Repeat every entry word for word, but leave the images out of your copy.

───── THE DATA

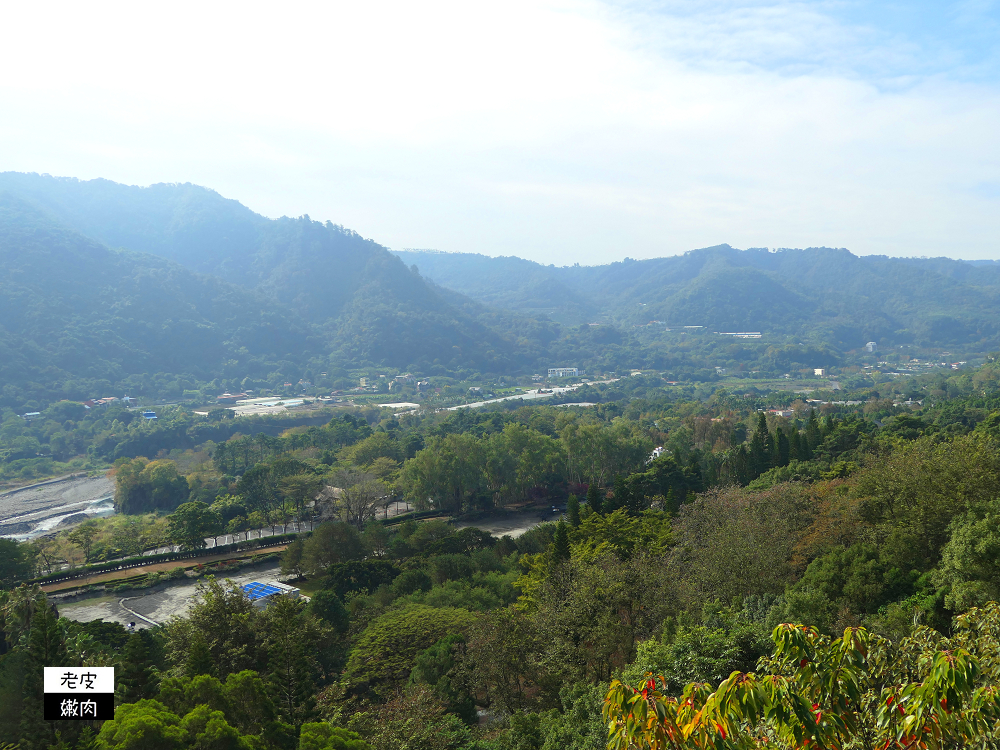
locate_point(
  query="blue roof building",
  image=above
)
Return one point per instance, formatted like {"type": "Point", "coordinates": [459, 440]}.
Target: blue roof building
{"type": "Point", "coordinates": [261, 594]}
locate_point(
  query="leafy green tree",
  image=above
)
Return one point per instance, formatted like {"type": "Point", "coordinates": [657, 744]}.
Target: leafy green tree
{"type": "Point", "coordinates": [499, 667]}
{"type": "Point", "coordinates": [146, 725]}
{"type": "Point", "coordinates": [191, 524]}
{"type": "Point", "coordinates": [137, 677]}
{"type": "Point", "coordinates": [855, 690]}
{"type": "Point", "coordinates": [299, 489]}
{"type": "Point", "coordinates": [228, 624]}
{"type": "Point", "coordinates": [331, 543]}
{"type": "Point", "coordinates": [46, 648]}
{"type": "Point", "coordinates": [447, 474]}
{"type": "Point", "coordinates": [83, 537]}
{"type": "Point", "coordinates": [435, 667]}
{"type": "Point", "coordinates": [323, 736]}
{"type": "Point", "coordinates": [292, 640]}
{"type": "Point", "coordinates": [15, 563]}
{"type": "Point", "coordinates": [143, 486]}
{"type": "Point", "coordinates": [385, 651]}
{"type": "Point", "coordinates": [560, 544]}
{"type": "Point", "coordinates": [410, 581]}
{"type": "Point", "coordinates": [970, 562]}
{"type": "Point", "coordinates": [327, 607]}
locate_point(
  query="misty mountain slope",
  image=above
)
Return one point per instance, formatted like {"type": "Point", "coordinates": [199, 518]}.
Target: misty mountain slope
{"type": "Point", "coordinates": [78, 317]}
{"type": "Point", "coordinates": [825, 294]}
{"type": "Point", "coordinates": [501, 282]}
{"type": "Point", "coordinates": [370, 305]}
{"type": "Point", "coordinates": [188, 224]}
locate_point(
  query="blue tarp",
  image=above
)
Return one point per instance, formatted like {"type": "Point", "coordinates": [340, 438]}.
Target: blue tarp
{"type": "Point", "coordinates": [256, 590]}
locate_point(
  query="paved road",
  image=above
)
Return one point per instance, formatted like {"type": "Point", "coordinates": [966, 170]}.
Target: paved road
{"type": "Point", "coordinates": [527, 395]}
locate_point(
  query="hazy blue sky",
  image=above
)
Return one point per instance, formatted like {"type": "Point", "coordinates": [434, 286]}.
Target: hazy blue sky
{"type": "Point", "coordinates": [559, 131]}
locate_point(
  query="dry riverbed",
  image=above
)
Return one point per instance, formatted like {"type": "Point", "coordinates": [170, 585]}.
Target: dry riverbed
{"type": "Point", "coordinates": [33, 511]}
{"type": "Point", "coordinates": [160, 604]}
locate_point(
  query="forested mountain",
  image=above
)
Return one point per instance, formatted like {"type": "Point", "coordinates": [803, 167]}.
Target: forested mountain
{"type": "Point", "coordinates": [354, 301]}
{"type": "Point", "coordinates": [77, 318]}
{"type": "Point", "coordinates": [828, 295]}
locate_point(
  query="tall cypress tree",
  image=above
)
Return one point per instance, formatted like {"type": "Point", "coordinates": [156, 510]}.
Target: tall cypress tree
{"type": "Point", "coordinates": [794, 451]}
{"type": "Point", "coordinates": [594, 499]}
{"type": "Point", "coordinates": [139, 678]}
{"type": "Point", "coordinates": [573, 511]}
{"type": "Point", "coordinates": [760, 453]}
{"type": "Point", "coordinates": [619, 497]}
{"type": "Point", "coordinates": [781, 448]}
{"type": "Point", "coordinates": [560, 543]}
{"type": "Point", "coordinates": [46, 648]}
{"type": "Point", "coordinates": [813, 434]}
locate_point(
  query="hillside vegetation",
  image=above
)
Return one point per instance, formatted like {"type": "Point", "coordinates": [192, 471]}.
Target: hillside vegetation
{"type": "Point", "coordinates": [828, 296]}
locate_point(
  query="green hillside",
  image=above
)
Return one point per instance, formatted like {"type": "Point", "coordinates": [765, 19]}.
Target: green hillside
{"type": "Point", "coordinates": [829, 296]}
{"type": "Point", "coordinates": [79, 319]}
{"type": "Point", "coordinates": [355, 302]}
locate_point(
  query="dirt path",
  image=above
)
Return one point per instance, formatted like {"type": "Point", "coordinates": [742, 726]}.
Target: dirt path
{"type": "Point", "coordinates": [154, 568]}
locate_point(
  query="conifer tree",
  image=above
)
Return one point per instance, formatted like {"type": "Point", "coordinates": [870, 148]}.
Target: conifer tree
{"type": "Point", "coordinates": [560, 543]}
{"type": "Point", "coordinates": [813, 434]}
{"type": "Point", "coordinates": [46, 648]}
{"type": "Point", "coordinates": [199, 659]}
{"type": "Point", "coordinates": [573, 511]}
{"type": "Point", "coordinates": [782, 449]}
{"type": "Point", "coordinates": [138, 677]}
{"type": "Point", "coordinates": [594, 500]}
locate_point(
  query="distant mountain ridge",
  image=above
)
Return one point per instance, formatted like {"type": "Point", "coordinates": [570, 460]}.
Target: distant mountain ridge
{"type": "Point", "coordinates": [828, 295]}
{"type": "Point", "coordinates": [362, 301]}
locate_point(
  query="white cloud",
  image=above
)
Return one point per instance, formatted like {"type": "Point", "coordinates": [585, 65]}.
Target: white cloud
{"type": "Point", "coordinates": [564, 131]}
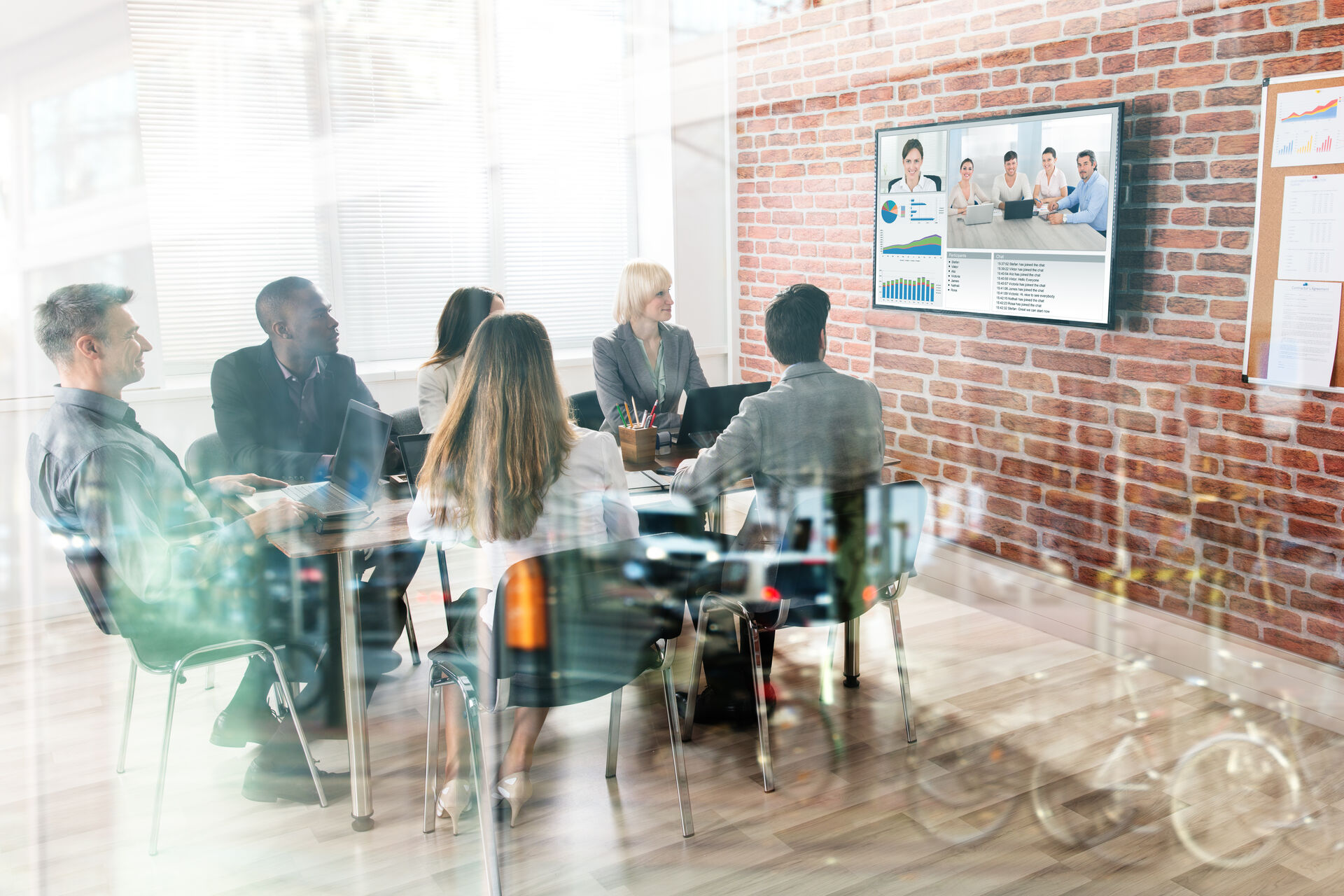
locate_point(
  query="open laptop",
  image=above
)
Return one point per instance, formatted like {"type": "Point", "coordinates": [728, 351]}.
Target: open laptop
{"type": "Point", "coordinates": [413, 448]}
{"type": "Point", "coordinates": [980, 214]}
{"type": "Point", "coordinates": [708, 412]}
{"type": "Point", "coordinates": [359, 460]}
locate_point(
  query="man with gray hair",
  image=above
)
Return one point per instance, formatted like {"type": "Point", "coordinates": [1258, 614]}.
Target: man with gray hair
{"type": "Point", "coordinates": [182, 577]}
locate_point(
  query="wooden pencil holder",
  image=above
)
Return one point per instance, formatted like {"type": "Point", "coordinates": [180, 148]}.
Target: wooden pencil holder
{"type": "Point", "coordinates": [638, 445]}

──────────

- _SOLVED PROBLEM_:
locate_point(
  query="blue roof building",
  image=above
)
Return one point per instance, formatted like {"type": "Point", "coordinates": [459, 440]}.
Target: blue roof building
{"type": "Point", "coordinates": [261, 594]}
locate_point(
  query="leafy green tree",
  image=above
)
Return one point per instance, formatted like {"type": "Point", "coordinates": [657, 744]}.
Target: leafy green tree
{"type": "Point", "coordinates": [499, 667]}
{"type": "Point", "coordinates": [146, 725]}
{"type": "Point", "coordinates": [191, 524]}
{"type": "Point", "coordinates": [137, 677]}
{"type": "Point", "coordinates": [855, 690]}
{"type": "Point", "coordinates": [299, 489]}
{"type": "Point", "coordinates": [228, 624]}
{"type": "Point", "coordinates": [331, 543]}
{"type": "Point", "coordinates": [46, 648]}
{"type": "Point", "coordinates": [447, 474]}
{"type": "Point", "coordinates": [83, 537]}
{"type": "Point", "coordinates": [435, 667]}
{"type": "Point", "coordinates": [323, 736]}
{"type": "Point", "coordinates": [292, 640]}
{"type": "Point", "coordinates": [15, 563]}
{"type": "Point", "coordinates": [143, 486]}
{"type": "Point", "coordinates": [385, 651]}
{"type": "Point", "coordinates": [560, 544]}
{"type": "Point", "coordinates": [410, 581]}
{"type": "Point", "coordinates": [970, 562]}
{"type": "Point", "coordinates": [327, 607]}
locate_point(
  query="misty mountain slope",
  image=above
)
Return one point per instance, formatted like {"type": "Point", "coordinates": [199, 518]}.
Target: misty mountain slope
{"type": "Point", "coordinates": [78, 317]}
{"type": "Point", "coordinates": [825, 294]}
{"type": "Point", "coordinates": [501, 282]}
{"type": "Point", "coordinates": [370, 305]}
{"type": "Point", "coordinates": [188, 224]}
locate_point(
  query="blue tarp",
  image=above
)
Return one point per instance, formatted like {"type": "Point", "coordinates": [340, 438]}.
Target: blue tarp
{"type": "Point", "coordinates": [256, 590]}
locate_point(
  query="paved road",
  image=above
)
Return one point per instance, formatted like {"type": "Point", "coordinates": [966, 170]}.
Target: paved road
{"type": "Point", "coordinates": [527, 395]}
locate_point(
  query="hazy blue sky",
  image=above
)
Return one point per instance, formatted like {"type": "Point", "coordinates": [434, 286]}.
Target: hazy blue sky
{"type": "Point", "coordinates": [559, 131]}
locate_point(
  query="dry riverbed",
  image=above
)
Return one point per instance, formatted like {"type": "Point", "coordinates": [170, 585]}.
Target: dry riverbed
{"type": "Point", "coordinates": [33, 511]}
{"type": "Point", "coordinates": [160, 604]}
locate_point(
  query="forested mountain",
  image=above
)
Return one point per instance, formatted like {"type": "Point", "coordinates": [803, 167]}.
Target: forested mountain
{"type": "Point", "coordinates": [354, 301]}
{"type": "Point", "coordinates": [77, 318]}
{"type": "Point", "coordinates": [828, 295]}
locate_point(
  query="tall cypress tree",
  image=above
)
Return one point per instance, formatted like {"type": "Point", "coordinates": [156, 510]}.
Target: tall cypress tree
{"type": "Point", "coordinates": [794, 451]}
{"type": "Point", "coordinates": [594, 499]}
{"type": "Point", "coordinates": [139, 678]}
{"type": "Point", "coordinates": [573, 511]}
{"type": "Point", "coordinates": [760, 453]}
{"type": "Point", "coordinates": [619, 497]}
{"type": "Point", "coordinates": [781, 448]}
{"type": "Point", "coordinates": [560, 543]}
{"type": "Point", "coordinates": [46, 648]}
{"type": "Point", "coordinates": [813, 434]}
locate_point(
  query="hillside vegetation",
  image=above
)
Return one point per instance, formatted like {"type": "Point", "coordinates": [192, 471]}.
Target: hillside vegetation
{"type": "Point", "coordinates": [828, 296]}
locate_point(
  query="green hillside",
  image=above
)
Return one point per instance, formatted like {"type": "Point", "coordinates": [765, 19]}.
Target: green hillside
{"type": "Point", "coordinates": [829, 296]}
{"type": "Point", "coordinates": [79, 319]}
{"type": "Point", "coordinates": [355, 302]}
locate_point(
  query="dirt path",
  image=above
)
Return one point per instance, formatted like {"type": "Point", "coordinates": [742, 726]}.
Target: dirt path
{"type": "Point", "coordinates": [154, 568]}
locate_point(
  query="conifer tree",
  image=above
)
Return one point per instance, formatted like {"type": "Point", "coordinates": [870, 148]}.
Target: conifer tree
{"type": "Point", "coordinates": [560, 543]}
{"type": "Point", "coordinates": [813, 434]}
{"type": "Point", "coordinates": [46, 648]}
{"type": "Point", "coordinates": [199, 659]}
{"type": "Point", "coordinates": [573, 511]}
{"type": "Point", "coordinates": [782, 449]}
{"type": "Point", "coordinates": [138, 677]}
{"type": "Point", "coordinates": [594, 500]}
locate_point(
  query="distant mountain ridge",
  image=above
)
Return one point per instance, formatted like {"type": "Point", "coordinates": [570, 460]}.
Target: distant mountain ridge
{"type": "Point", "coordinates": [828, 295]}
{"type": "Point", "coordinates": [362, 301]}
locate_point(
  query="white cloud",
  image=above
)
Return one point per instance, formatted like {"type": "Point", "coordinates": [585, 65]}.
Target: white cloud
{"type": "Point", "coordinates": [564, 131]}
locate_point(
  query="open laptop",
  image=above
)
Return one point per instance, formatted like {"type": "Point", "coordinates": [728, 351]}.
Target: open laptop
{"type": "Point", "coordinates": [413, 448]}
{"type": "Point", "coordinates": [980, 214]}
{"type": "Point", "coordinates": [708, 412]}
{"type": "Point", "coordinates": [359, 460]}
locate_point(
  query="man with gray hair",
  image=above
)
Return one point per instance, formatted like {"type": "Point", "coordinates": [1258, 614]}.
Target: man with gray hair
{"type": "Point", "coordinates": [182, 577]}
locate_point(
  query="wooden pencil holder",
  image=above
)
Return one point per instance, formatted like {"type": "Point", "coordinates": [180, 148]}.
Target: wooden pencil holder
{"type": "Point", "coordinates": [638, 445]}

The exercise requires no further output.